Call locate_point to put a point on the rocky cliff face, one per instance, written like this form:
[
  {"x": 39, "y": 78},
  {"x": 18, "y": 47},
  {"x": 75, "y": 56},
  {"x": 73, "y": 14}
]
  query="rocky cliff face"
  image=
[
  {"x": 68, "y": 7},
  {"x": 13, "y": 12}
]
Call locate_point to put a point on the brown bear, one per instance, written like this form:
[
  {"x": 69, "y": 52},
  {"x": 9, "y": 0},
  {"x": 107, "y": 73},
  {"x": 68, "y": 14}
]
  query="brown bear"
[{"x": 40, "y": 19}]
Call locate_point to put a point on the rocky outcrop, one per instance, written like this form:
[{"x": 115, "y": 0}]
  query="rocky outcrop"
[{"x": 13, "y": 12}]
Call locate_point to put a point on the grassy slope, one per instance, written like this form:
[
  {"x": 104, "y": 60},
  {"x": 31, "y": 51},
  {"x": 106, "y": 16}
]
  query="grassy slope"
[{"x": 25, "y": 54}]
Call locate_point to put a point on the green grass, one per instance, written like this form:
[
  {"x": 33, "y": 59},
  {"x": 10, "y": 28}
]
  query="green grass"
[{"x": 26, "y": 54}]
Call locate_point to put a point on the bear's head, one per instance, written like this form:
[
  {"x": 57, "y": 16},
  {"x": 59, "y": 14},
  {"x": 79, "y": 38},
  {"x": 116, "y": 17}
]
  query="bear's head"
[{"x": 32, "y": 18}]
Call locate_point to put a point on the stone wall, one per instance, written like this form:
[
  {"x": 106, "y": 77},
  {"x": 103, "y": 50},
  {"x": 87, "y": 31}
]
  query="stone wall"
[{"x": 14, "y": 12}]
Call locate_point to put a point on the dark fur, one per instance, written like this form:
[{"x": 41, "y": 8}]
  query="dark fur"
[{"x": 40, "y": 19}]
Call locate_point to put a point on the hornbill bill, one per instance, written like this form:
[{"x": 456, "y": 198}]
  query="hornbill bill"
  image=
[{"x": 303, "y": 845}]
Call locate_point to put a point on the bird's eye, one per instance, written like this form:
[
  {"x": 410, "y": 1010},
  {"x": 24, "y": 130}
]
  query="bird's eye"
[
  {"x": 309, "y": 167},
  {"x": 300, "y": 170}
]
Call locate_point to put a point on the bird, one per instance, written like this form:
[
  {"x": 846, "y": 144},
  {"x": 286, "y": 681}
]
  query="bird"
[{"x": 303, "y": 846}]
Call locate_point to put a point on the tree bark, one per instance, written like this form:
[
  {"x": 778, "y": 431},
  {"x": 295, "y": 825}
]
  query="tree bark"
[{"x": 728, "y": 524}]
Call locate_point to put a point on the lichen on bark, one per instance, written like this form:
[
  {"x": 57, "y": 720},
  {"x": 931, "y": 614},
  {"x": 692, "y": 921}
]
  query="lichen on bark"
-*-
TRY IT — Every line containing the word "cliff" must be copied from the material above.

YOUR SOLUTION —
Call locate_point to put a point on the rocky cliff face, one per instance, written like this form:
  query="rocky cliff face"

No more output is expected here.